◆ **Goal of the exercise**
Reproduce, unchanged, the lines of the entries below, starting with the line that contains "Exercise. Mark every instance of the hair" and going on through the line that contains "[(237, 173), (265, 381)]", both ends included.

◆ **Extracted information**
--- begin ---

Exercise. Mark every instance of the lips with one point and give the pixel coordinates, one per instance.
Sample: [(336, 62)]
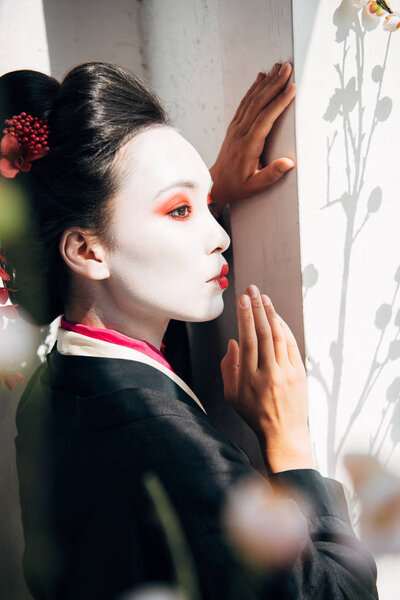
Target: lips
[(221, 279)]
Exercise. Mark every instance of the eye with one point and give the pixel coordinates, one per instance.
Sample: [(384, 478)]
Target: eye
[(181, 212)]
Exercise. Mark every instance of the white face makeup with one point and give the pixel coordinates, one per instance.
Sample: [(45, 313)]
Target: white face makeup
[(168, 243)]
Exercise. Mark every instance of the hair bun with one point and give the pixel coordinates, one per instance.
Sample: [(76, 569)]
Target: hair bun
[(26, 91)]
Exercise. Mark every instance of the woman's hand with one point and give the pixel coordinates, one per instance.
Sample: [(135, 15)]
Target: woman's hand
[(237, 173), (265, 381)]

--- end ---
--- begin ---

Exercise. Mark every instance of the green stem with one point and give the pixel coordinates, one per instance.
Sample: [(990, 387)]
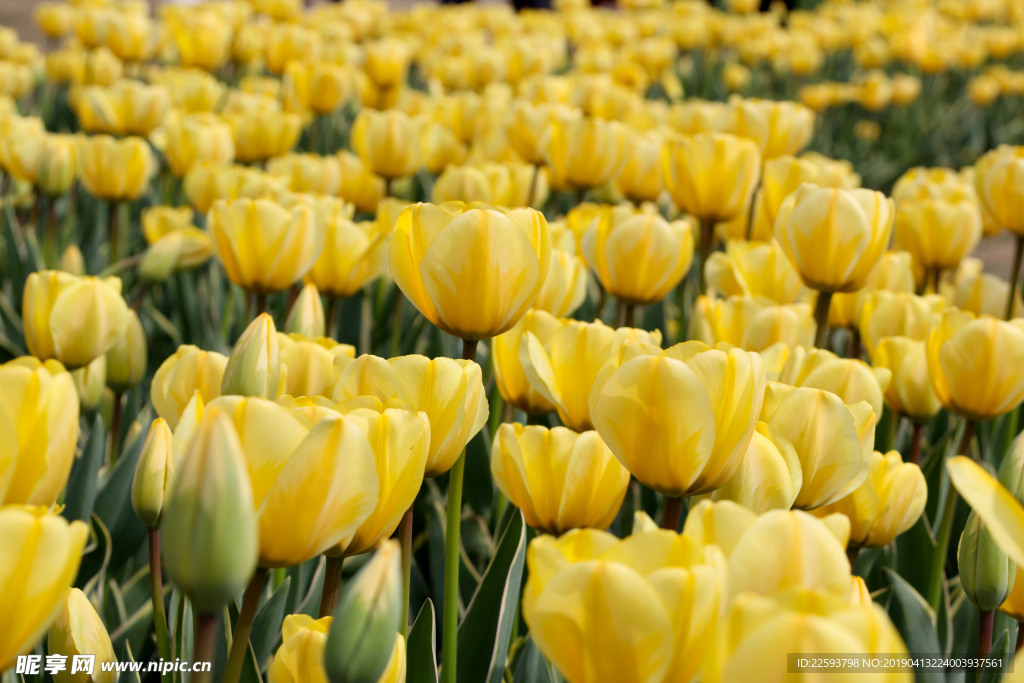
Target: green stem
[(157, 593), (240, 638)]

--- end ---

◆ **Complete output**
Exercise. Mark every instance of the hair bun with one point and give the pixel coordinates, one per instance.
Sample: [(76, 569)]
Target: hair bun
[(26, 91)]
Exercise. Mark every instance of the woman's hand with one point and give the pixel coordinates, one per instance.
Sample: [(135, 15)]
Target: woman's hand
[(237, 173), (265, 381)]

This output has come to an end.